(COMPITO A):
Che titolo aveva offerto il governo francese a Jiro Taniguchi nel 2011, secondo l'articolo su «La montagna magica»?
(COMPITO B):
Elenca tutti i familiari di Ken'ichi nominati nell'articolo su «La montagna magica».
(COMPITO C):
Riprendi l'articolo su «La montagna magica» e prosegui dopo la sua ultima frase.

“La montagna magica” ritirata dalle scuole francesi per contenuti scabrosi e pedopornografici
Il secondo anniversario della morte del maestro Jiro Taniguchi non è trascorso nel migliore dei modi, e il colpo gli è stato inferto dal Ministero dell’Istruzione Francese, caso paradossale visto che lo stesso governo francese aveva offerto al maestro Taniguchi il titolo di Cavaliere delle arti e delle lettere nel 2011.
L’evento che ha scatenato quest’ondata di censura ha avuto luogo a Fresnes, un comune di circa venticinquemila abitanti situato nella Valle della Marna, nella regione dell’Île-de-France. Tutto è nato dalla segnalazione della madre di uno degli alunni della scuola elementare “Barbara de Marnes”, che ha segnalato al Ministero della Pubblica Istruzione un passaggio a suo dire osceno, bollabile con il marchio infame della pedopornografia.
La storia, ambientata nel 1967, narra le vicende di Ken’ichi, bambino di 11 anni con una famiglia disfunzionale: padre assente, madre in ospedale per una grave malattia, il ragazzo trascorre l’estate con i nonni e la sorellina. Un giorno sarà contattato telepaticamente da una salamandra, bestia magica del folklore nipponico, che in cambio della libertà dalla sua prigionia in un museo sotterraneo esaudirà un suo desiderio. Il piccolo Ken’ichi si ritrova quindi ad affrontare la montagna magica che domina il paesino in cui si trova, affrontandone le bizzarre creature che la popolano.

(DATI FORNITI):
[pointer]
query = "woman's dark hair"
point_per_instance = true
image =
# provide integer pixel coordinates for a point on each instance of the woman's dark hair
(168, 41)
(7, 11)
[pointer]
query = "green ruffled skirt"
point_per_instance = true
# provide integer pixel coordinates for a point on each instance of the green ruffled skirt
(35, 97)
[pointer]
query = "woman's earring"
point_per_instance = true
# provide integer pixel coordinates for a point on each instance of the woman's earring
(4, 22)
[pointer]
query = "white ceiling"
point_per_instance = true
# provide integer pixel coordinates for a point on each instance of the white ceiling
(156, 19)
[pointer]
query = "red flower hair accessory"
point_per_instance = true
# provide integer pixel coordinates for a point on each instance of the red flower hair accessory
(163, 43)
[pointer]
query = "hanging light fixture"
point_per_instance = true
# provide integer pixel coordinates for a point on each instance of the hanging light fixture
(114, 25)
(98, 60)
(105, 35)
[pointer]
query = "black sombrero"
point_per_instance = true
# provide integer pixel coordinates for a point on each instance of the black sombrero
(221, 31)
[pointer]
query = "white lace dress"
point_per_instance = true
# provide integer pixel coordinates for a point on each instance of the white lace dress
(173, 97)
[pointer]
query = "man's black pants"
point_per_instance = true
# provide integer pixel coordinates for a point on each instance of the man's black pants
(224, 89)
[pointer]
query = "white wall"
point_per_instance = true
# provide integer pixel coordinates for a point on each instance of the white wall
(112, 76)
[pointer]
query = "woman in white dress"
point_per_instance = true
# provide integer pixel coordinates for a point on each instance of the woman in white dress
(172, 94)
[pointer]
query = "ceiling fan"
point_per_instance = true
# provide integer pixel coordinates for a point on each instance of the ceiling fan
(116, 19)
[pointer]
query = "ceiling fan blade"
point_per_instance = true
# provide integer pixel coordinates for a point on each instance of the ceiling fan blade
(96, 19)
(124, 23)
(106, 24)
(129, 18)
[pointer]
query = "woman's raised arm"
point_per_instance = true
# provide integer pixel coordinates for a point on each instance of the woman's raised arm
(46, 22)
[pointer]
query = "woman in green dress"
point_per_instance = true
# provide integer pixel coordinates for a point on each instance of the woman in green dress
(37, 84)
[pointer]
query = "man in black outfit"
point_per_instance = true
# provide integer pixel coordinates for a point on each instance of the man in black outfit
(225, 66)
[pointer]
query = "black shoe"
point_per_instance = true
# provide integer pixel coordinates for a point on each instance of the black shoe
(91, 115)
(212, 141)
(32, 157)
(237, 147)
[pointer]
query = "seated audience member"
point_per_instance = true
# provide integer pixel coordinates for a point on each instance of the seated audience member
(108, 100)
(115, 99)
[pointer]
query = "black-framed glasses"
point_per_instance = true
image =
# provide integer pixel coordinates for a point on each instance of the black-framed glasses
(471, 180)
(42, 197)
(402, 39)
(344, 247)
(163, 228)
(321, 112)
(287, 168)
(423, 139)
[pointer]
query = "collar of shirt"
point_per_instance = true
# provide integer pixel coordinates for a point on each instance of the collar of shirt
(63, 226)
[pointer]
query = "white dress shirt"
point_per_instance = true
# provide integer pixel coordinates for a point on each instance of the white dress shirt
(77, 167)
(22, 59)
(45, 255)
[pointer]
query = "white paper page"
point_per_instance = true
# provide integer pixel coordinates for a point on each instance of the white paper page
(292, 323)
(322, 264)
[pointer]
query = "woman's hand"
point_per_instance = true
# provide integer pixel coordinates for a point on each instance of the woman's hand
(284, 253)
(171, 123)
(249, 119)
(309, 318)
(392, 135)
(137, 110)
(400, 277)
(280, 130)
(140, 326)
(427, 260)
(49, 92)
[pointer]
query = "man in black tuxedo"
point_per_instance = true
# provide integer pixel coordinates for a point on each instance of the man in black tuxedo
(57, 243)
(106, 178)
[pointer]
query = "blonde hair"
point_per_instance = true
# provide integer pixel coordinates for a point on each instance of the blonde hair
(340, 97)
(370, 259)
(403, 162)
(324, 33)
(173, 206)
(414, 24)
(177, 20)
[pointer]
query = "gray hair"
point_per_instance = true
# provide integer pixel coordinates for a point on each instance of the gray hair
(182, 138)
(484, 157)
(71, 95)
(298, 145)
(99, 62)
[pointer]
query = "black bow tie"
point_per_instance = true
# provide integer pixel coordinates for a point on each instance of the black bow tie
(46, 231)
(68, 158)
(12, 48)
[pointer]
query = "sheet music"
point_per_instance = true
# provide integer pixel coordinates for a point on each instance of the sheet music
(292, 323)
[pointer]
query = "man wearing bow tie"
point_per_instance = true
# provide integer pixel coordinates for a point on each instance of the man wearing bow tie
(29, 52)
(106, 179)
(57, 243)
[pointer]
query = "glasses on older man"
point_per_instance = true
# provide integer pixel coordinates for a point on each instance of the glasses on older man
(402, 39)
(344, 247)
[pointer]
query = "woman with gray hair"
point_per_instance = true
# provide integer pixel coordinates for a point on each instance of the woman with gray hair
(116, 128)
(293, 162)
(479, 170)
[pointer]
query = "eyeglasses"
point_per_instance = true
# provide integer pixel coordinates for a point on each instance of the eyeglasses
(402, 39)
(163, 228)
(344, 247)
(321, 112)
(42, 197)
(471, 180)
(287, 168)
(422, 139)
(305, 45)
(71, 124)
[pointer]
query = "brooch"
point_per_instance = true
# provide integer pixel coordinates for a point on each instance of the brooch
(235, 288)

(RISPOSTA A):
Il titolo di Cavaliere delle arti e delle lettere.

(RISPOSTA B):
Il padre, la madre, i nonni, la sorellina.

(RISPOSTA C):
Il passaggio incriminato nell’opera di Taniguchi è una conversazione avvenuta poco prima della scalata al monte tra il protagonista, un suo amico e un pescatore lì nei pressi, che descrive il comportamento ambiguo della Strega Succhiona, di cui parla come “un’appassionata dei piselli dei bambini”. Nonostante il contesto della battuta (infelice, ma comunque connotata al contesto ironico della canzonatura tra adulto e bambino), il Ministero ha deciso di ritirare tempestivamente tutte le copie di La montagna magica dalle scuole elementari, suggerendo che la soglia dei lettori fosse fissata a 14 anni.
Il Ministero ha inoltre ammesso il proprio errore di valutazione, pur difendendo la scrupolosità dei criteri con cui attua le proprie scelte. La madre che ha sporto lamentela, il cui nome è tutt’ora ignoto, si ritiene soddisfatta nell’essere stata ascoltata, pur ribadendo che “non era sua intenzione stigmatizzare nessuno”.